▶ [TO DO]
Lines with the string "white" are to be identified in the listing and copied.

▶ [PROVIDED INFORMATION]

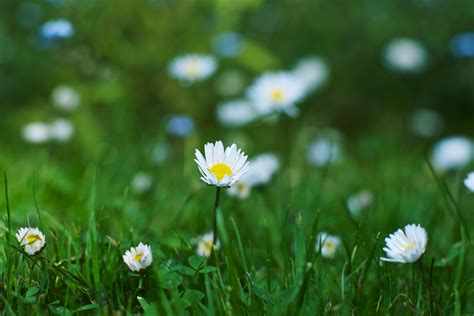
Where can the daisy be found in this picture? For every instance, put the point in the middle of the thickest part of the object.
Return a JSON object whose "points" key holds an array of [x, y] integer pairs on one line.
{"points": [[32, 239], [469, 182], [405, 55], [192, 68], [205, 245], [408, 246], [65, 98], [276, 92], [221, 168], [452, 153], [138, 258], [328, 244]]}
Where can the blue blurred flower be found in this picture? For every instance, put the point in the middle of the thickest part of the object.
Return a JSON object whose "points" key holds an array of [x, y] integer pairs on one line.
{"points": [[228, 44], [462, 45], [57, 29], [180, 125]]}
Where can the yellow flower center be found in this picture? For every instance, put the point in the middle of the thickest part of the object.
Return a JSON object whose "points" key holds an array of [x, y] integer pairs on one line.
{"points": [[408, 247], [138, 256], [30, 239], [277, 95], [220, 170]]}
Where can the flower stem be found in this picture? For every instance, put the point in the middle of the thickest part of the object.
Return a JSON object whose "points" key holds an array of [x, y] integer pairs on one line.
{"points": [[214, 229]]}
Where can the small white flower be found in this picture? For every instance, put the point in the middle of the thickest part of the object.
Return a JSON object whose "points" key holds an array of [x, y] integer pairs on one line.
{"points": [[193, 67], [236, 113], [328, 243], [469, 182], [324, 151], [221, 168], [141, 182], [138, 258], [36, 132], [65, 98], [276, 92], [205, 246], [32, 239], [405, 55], [312, 72], [452, 153], [60, 130], [359, 201], [406, 247]]}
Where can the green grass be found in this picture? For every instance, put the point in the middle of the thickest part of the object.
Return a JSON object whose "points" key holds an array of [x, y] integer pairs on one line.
{"points": [[267, 263]]}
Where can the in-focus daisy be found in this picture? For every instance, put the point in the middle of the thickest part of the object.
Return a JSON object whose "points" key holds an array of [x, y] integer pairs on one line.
{"points": [[36, 132], [406, 246], [276, 91], [469, 182], [60, 130], [236, 113], [138, 258], [193, 67], [204, 247], [359, 201], [32, 239], [312, 72], [405, 55], [65, 98], [221, 168], [328, 244], [452, 153]]}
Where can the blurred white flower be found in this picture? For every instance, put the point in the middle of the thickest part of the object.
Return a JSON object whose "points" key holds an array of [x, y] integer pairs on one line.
{"points": [[56, 29], [141, 182], [193, 67], [205, 245], [236, 113], [312, 72], [359, 201], [260, 172], [138, 258], [324, 151], [60, 130], [469, 182], [32, 239], [405, 55], [328, 244], [36, 132], [452, 153], [65, 98], [426, 123], [221, 168], [276, 92], [406, 247]]}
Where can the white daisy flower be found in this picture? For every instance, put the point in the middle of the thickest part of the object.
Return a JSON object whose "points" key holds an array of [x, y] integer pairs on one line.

▶ [EXERCISE ANSWER]
Where can the small white flower be found in this picture? For every instance, put the point in the middle of the thickest part of the object.
Where can the blurred white flower be found in this picture? For every instance, put the point in the middle of the thickest part of the object.
Where can the white daisy flower be found in this picture? For every instance, put the point in the middle of the thickest part of the object.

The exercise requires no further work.